Text section
Wednesday, June 20, 2018

Dealing with Domain Objects in Spring MVC

I was recently surprised by how one code base had public default constructors (i.e. zero-arguments constructors) in all their domain entities, and had getters and setters for all the fields. As I dug deeper, I found out that the reason why the domain entites are the way they are is largely because the team thinks it was required by the web/MVC framework. And I thought it would be a good opportunity to clear up some misconceptions.

Specifically, we'll look at the following cases:

  1. No setter for generated ID field (i.e. the generated ID field has a getter but no setter)
  2. No default constructor (e.g. no public zero-arguments constructor)
  3. Domain entity with child entities (e.g. child entities are not exposed as a modifiable list)

Binding Web Request Parameters

First, some specifics and some background. Let's base this on a specific web/MVC framework - Spring MVC. When using Spring MVC, its data binding binds request parameters by name. Let's use an example.

@Controller
@RequestMapping("/accounts")
... class ... {
    ...
    @PostMapping
    public ... save(@ModelAttribute Account account, ...) {...}
    ...
}

Given the above controller mapped to "/accounts", where can an Account instance come from?

Based on documentation, Spring MVC will get an instance using the following options:

  • From the model if already added via Model (like via @ModelAttribute method in the same controller).
  • From the HTTP session via @SessionAttributes.
  • From a URI path variable passed through a Converter.
  • From the invocation of a default constructor.
  • (For Kotlin only) From the invocation of a "primary constructor" with arguments matching to Servlet request parameters; argument names are determined via JavaBeans @ConstructorProperties or via runtime-retained parameter names in the bytecode.

Assuming an Account object is not added in the session, and that there is no @ModelAttribute method, Spring MVC will end up instantiating one using its default constructor, and binding web request parameters by name. For example, the request contains "id" and "name" parameters. Spring MVC will try to bind them to "id" and "name" bean properties by invoking "setId" and "setName" methods, respectively. This follows JavaBean conventions.

No Setter Method for Generated ID Field

Let's start with something simple. Let's say that we have an Account domain entity. It has an ID field that is generated by the persistent store, and only provides a getter method (but no setter method).

@Entity
... class Account {
    @Id @GeneratedValue(...) private Long id;
    ...
    public Account() { ... }
    public Long getId() { return id; }
    // but no setId() method
}

So, how can we have Spring MVC bind request parameters to an Account domain entity? Are we forced to have a public setter method for a field that is generated and read-only?

In our HTML form, we will not place the "id" as a request parameter. We will place it as a path variable instead.

We use a @ModelAttribute method. It is called prior to the request handling method. And it supports pretty much the same parameters as a regular request handling method. In our case, we use it to retrieve an Account domain entity with the given unique identifier, and use it for further binding. Our controller would look something like this.

@Controller
@RequestMapping("/accounts")
... class ... {
    ...
    @ModelAttribute
    public Account populateModel(
            HttpMethod httpMethod,
            @PathVariable(required=false) Long id) {
        if (id != null) {
            return accountRepository.findById(id).orElseThrow(...);
        }
        if (httpMethod == HttpMethod.POST) {
            return new Account();
        }
        return null;
    }

    @PutMapping("/{id}")

Exercise 1
Print everything in the Spring MVC post from "Wednesday, June 20, 2018" down to "but no setter)".
Exercise 2
Carry on the post about domain objects in Spring MVC, starting after its last line.

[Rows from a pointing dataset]
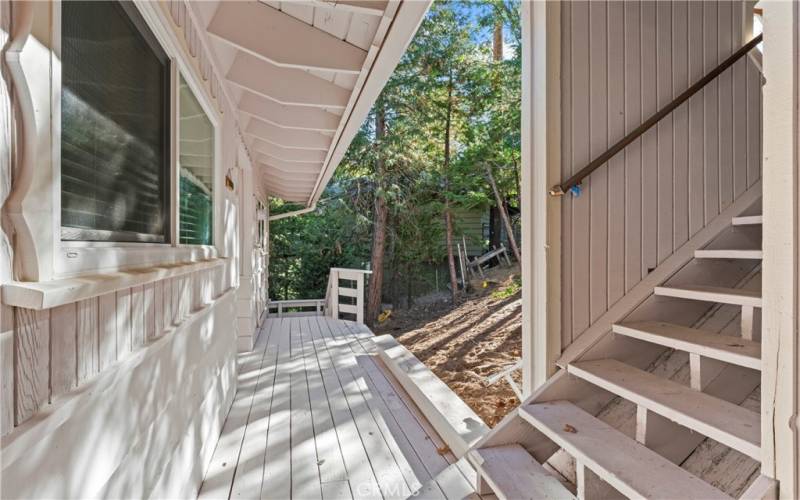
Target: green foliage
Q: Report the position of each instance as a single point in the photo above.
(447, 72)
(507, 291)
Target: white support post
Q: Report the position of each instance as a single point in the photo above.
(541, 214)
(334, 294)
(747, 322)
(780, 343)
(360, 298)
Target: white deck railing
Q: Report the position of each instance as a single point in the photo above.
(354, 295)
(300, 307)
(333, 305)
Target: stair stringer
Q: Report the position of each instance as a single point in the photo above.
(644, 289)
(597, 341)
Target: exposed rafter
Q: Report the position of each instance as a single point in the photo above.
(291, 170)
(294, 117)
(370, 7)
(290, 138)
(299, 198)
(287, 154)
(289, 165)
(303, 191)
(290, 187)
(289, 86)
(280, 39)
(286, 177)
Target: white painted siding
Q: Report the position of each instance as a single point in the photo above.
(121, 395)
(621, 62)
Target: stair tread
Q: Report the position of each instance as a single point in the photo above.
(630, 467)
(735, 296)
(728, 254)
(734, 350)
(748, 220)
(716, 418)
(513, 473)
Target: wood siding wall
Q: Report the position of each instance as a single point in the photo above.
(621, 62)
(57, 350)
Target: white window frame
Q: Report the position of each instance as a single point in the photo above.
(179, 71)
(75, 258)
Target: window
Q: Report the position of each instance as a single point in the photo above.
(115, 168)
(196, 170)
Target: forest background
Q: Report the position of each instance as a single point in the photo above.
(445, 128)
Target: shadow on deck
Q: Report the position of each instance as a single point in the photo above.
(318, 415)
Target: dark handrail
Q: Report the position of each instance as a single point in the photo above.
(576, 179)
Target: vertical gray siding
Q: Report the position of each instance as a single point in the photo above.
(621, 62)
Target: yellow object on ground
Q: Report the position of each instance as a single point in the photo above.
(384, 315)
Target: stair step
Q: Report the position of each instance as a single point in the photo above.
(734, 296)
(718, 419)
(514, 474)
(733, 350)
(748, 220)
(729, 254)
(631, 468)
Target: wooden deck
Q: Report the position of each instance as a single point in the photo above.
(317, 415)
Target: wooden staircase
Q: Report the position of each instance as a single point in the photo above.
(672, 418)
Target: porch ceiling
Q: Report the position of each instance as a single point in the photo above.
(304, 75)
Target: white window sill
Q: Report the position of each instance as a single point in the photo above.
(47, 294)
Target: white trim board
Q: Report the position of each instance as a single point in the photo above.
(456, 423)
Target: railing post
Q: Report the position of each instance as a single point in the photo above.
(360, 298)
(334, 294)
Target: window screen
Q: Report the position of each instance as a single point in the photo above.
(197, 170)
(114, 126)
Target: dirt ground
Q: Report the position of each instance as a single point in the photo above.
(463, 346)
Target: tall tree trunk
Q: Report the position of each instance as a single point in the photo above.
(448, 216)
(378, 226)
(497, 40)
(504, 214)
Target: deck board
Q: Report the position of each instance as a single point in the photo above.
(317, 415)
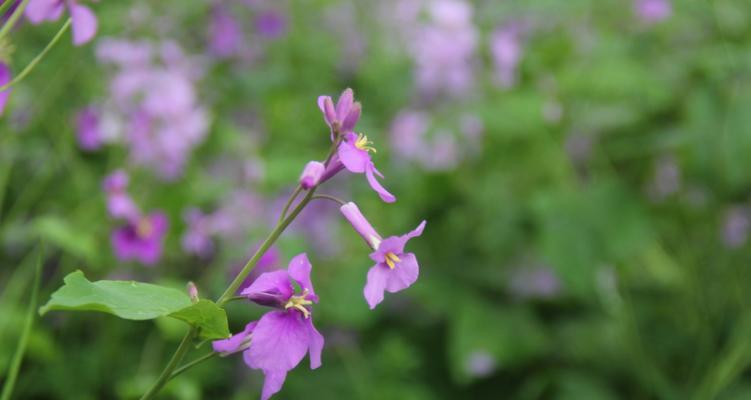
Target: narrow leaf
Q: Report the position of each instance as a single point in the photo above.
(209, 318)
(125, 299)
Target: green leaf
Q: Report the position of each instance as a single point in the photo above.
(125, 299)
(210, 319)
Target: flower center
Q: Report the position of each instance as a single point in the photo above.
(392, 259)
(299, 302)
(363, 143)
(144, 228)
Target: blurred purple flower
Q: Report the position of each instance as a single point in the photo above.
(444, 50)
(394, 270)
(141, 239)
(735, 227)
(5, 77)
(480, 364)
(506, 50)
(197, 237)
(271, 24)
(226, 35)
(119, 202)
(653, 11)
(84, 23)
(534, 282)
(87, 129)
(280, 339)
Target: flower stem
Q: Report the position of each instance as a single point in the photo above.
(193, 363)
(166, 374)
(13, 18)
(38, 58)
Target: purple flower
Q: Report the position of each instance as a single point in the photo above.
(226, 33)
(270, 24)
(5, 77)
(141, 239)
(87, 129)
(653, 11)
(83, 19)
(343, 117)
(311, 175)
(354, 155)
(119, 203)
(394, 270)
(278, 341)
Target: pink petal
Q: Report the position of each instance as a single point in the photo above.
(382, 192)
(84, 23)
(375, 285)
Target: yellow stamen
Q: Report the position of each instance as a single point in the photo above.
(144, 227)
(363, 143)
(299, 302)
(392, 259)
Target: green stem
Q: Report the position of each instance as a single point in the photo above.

Final result 1
Wednesday, June 20, 2018

Dealing with Domain Objects in Spring MVC

I was recently surprised by how one code base had public default constructors (i.e. zero-arguments constructors) in all their domain entities, and had getters and setters for all the fields. As I dug deeper, I found out that the reason why the domain entites are the way they are is largely because the team thinks it was required by the web/MVC framework. And I thought it would be a good opportunity to clear up some misconceptions.

Specifically, we'll look at the following cases:

  1. No setter for generated ID field (i.e. the generated ID field has a getter but no setter)

Final result 2
    public ... update(...,
            @ModelAttribute @Valid Account account, ...) {
        ...
        accountRepository.save(account);
        return ...;
    }

    @PostMapping
    public ... save(@ModelAttribute @Valid Account account, ...) {
        ...
        accountRepository.save(account);
        return ...;
    }
    ...
}

When updating an existing account, the request would be a PUT to "/accounts/{id}" URI. In this case, our controller needs to retrieve the domain entity with the given unique identifier, and provide the same domain object to Spring MVC for further binding, if any. The "id" field will not need a setter method.

When adding or saving a new account, the request would be a POST to "/accounts". In this case, our controller needs to create a new domain entity with some request parameters, and provide the same domain object to Spring MVC for further binding, if any. For new domain entities, the "id" field is left null. The underlying persistence infrastructure will generate a value upon storing. Still, the "id" field will not need a setter method.

In both cases, the @ModelAttribute method populateModel is called prior to the mapped request handling method. Because of this, we needed to use parameters in populateModel to determine which case it is being used in.

No Default Constructor in Domain Object

Let's say that our Account domain entity does not provide a default constructor (i.e. no zero-arguments constructor).

... class Account {
    public Account(String name) {...}
    ...
    // no public default constructor
    // (i.e. no public zero-arguments constructor)
}

So, how can we have Spring MVC bind request parameters to an Account domain entity? It does not provide a default constructor.

We can use a @ModelAttribute method. In this case, we want to create an Account domain entity with request parameters, and use it for further binding. Our controller would look something like this.

@Controller
@RequestMapping("/accounts")
... class ... {
    ...
    @ModelAttribute
    public Account populateModel(
            HttpMethod httpMethod,
            @PathVariable(required=false) Long id,
            @RequestParam(required=false) String name) {
        if (id != null) {
            return accountRepository.findById(id).orElseThrow(...);
        }
        if (httpMethod == HttpMethod.POST) {
            return new Account(name);
        }
        return null;
    }

    @PutMapping("/{id}")
    public ... update(...,
            @ModelAttribute @Valid Account account, ...) {
        ...
        accountRepository.save(account);
        return ...;
    }

    @PostMapping
    public ... save(@ModelAttribute @Valid Account account, ...) {
        ...
        accountRepository.save(account);
        return ...;
    }
    ...
}

Domain Entity with Child Entities

Now, let's look at a domain entity that has child entities. Something like this.

... class Order {
    private Map<..., OrderItem> items;
    public Order() {...}
    public void addItem(int quantity, ...) {...}
    ...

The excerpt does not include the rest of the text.